Exercise task → Could you reproduce the records from the line containing "Locate the window;" through the end, swapping "white sky" for "pale sky" wherever it occurs and leaving everything else as it is?

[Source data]
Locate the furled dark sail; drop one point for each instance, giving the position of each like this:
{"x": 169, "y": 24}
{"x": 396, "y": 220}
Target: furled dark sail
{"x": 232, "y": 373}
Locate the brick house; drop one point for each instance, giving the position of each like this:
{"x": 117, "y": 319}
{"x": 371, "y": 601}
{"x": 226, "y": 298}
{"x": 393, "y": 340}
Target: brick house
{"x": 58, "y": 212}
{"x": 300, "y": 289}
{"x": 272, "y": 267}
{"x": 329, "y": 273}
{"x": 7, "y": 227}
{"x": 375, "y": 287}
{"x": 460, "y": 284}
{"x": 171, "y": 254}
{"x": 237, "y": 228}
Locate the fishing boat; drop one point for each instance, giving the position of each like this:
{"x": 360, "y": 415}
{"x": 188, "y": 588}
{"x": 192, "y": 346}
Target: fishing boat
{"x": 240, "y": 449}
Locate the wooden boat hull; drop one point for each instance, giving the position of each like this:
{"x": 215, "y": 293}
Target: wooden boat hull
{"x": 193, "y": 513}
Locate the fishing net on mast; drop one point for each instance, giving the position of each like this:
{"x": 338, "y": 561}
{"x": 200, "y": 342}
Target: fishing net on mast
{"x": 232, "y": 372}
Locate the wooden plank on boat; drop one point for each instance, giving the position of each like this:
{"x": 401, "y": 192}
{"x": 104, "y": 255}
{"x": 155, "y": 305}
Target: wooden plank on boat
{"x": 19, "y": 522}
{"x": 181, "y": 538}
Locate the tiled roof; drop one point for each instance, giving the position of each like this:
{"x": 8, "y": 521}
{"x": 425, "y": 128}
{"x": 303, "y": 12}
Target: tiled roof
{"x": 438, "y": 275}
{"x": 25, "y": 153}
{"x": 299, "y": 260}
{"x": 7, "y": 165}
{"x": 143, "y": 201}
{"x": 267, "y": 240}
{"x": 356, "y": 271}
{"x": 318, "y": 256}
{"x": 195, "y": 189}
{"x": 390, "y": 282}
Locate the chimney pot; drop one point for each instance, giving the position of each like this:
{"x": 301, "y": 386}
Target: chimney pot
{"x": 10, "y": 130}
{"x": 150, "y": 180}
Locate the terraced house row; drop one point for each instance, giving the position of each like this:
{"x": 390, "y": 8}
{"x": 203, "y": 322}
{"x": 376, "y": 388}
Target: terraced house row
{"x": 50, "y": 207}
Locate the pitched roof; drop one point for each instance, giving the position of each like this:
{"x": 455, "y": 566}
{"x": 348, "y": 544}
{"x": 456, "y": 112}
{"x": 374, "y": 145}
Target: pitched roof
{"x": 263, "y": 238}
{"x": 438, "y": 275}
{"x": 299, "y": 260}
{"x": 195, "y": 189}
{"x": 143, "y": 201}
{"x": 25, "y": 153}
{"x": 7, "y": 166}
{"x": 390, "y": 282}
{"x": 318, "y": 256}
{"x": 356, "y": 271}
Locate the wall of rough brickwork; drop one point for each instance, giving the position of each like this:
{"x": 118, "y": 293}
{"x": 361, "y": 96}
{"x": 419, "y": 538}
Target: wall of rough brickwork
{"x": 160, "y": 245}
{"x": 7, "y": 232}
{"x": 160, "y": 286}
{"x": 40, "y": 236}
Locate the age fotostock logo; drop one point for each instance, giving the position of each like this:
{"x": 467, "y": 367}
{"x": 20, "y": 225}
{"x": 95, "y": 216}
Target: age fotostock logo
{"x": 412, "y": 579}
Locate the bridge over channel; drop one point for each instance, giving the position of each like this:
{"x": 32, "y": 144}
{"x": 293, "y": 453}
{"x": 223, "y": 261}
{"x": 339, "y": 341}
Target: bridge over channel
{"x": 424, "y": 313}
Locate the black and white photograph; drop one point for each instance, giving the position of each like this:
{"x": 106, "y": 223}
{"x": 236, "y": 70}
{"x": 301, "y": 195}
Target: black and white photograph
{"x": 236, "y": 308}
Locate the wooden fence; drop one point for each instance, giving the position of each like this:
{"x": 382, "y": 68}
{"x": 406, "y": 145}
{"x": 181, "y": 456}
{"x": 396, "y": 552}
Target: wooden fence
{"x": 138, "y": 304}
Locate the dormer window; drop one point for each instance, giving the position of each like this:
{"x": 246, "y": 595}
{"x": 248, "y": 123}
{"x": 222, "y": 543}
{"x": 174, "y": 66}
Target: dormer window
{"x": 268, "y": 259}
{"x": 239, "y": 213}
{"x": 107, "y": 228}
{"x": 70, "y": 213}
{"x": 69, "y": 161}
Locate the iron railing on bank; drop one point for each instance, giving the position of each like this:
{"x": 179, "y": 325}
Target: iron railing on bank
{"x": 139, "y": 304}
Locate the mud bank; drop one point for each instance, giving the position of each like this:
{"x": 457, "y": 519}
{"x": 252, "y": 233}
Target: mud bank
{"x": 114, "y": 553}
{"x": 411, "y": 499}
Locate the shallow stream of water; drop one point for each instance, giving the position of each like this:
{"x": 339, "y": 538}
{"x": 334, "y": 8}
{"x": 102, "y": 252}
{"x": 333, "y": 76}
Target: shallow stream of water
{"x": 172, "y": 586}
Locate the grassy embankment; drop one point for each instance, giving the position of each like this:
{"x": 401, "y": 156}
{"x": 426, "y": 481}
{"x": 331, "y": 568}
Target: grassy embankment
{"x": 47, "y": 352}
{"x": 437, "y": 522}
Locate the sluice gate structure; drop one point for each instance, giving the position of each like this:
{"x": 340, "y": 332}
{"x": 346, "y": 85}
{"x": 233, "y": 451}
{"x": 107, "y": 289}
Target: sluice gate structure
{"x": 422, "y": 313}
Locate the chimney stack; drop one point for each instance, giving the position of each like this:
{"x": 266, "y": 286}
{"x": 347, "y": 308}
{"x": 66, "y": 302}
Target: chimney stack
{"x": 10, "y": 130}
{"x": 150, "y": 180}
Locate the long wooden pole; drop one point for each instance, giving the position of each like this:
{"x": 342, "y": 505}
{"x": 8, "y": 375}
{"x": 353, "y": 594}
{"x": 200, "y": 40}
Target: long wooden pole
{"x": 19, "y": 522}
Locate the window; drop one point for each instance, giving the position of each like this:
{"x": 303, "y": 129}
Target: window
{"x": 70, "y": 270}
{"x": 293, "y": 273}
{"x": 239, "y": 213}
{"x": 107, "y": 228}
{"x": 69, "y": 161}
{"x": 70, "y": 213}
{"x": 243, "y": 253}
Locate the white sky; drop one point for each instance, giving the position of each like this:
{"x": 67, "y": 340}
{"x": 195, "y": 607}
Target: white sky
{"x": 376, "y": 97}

Result of this exercise →
Locate the window; drop one point for each instance, giving the position of each like this:
{"x": 303, "y": 129}
Target: window
{"x": 70, "y": 270}
{"x": 293, "y": 273}
{"x": 239, "y": 213}
{"x": 107, "y": 228}
{"x": 69, "y": 161}
{"x": 70, "y": 213}
{"x": 243, "y": 253}
Locate the pale sky; drop one point for each instance, giving the position of each like this:
{"x": 67, "y": 340}
{"x": 195, "y": 607}
Target: pale sky
{"x": 376, "y": 97}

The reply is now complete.